_Task objective:_ From the entries below, retype only the lines from the one with "Query: overcast sky" through the one with "Query: helicopter cockpit window", exactly as written.

_Records for the exercise:_

-------------------------

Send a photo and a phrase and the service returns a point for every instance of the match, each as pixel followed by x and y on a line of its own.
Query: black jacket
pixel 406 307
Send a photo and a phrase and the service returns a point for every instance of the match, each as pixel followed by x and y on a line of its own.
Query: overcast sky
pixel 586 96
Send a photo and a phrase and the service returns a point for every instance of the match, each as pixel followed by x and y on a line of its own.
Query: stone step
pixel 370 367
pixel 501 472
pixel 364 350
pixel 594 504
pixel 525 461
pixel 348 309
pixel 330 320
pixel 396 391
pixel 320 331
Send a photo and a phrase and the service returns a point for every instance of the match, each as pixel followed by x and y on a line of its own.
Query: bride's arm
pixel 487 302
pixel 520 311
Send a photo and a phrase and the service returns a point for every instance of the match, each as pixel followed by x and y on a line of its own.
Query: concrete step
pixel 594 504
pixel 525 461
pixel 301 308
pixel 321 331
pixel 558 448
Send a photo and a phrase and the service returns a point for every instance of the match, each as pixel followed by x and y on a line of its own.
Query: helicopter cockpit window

-------------------------

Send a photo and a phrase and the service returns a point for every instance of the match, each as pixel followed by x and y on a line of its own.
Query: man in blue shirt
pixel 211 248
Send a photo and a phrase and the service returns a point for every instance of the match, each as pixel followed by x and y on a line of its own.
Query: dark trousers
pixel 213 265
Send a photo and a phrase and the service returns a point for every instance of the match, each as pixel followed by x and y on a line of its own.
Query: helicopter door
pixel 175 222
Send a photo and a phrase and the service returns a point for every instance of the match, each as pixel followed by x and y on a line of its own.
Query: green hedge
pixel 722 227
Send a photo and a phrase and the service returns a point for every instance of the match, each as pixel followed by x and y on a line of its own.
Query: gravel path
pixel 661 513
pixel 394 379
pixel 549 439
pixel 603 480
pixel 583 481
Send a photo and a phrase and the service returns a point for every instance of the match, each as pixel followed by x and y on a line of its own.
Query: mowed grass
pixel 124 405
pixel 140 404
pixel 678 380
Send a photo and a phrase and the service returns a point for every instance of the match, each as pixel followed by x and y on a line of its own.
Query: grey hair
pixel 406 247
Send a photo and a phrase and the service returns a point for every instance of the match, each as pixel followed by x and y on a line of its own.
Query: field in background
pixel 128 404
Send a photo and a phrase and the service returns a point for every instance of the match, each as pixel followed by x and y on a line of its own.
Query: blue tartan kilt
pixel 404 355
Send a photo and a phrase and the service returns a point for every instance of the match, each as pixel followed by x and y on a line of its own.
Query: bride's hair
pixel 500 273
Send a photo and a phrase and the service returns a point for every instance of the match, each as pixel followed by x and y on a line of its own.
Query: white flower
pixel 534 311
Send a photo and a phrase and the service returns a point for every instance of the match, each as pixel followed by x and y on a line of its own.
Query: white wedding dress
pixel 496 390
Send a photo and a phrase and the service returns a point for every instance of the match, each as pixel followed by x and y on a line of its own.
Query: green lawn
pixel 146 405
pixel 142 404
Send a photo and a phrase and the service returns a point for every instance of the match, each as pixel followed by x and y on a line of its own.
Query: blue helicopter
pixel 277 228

-------------------------

_Expected answer:_
Query: overcast sky
pixel 586 96
Send a photo and a phrase and the service returns a point for every instance of the match, each as pixel followed by x and y on a line of its own.
Query: stone step
pixel 370 367
pixel 501 472
pixel 364 350
pixel 594 504
pixel 525 461
pixel 348 309
pixel 330 320
pixel 396 391
pixel 320 331
Send a photo and a phrase and the service returns a point for every instance of the match, each as pixel followed by x and y on a line of its own.
Query: bride's arm
pixel 487 302
pixel 520 311
Send a photo and a phrase and the service returns a point for every instance of the match, each as pixel followed by x and y on a line of its own.
Query: concrete step
pixel 594 504
pixel 525 461
pixel 301 308
pixel 321 331
pixel 558 448
Send a photo and a phrase and the service returns a point for every instance of the match, each as pixel followed by x and y on a line of its own.
Query: helicopter cockpit window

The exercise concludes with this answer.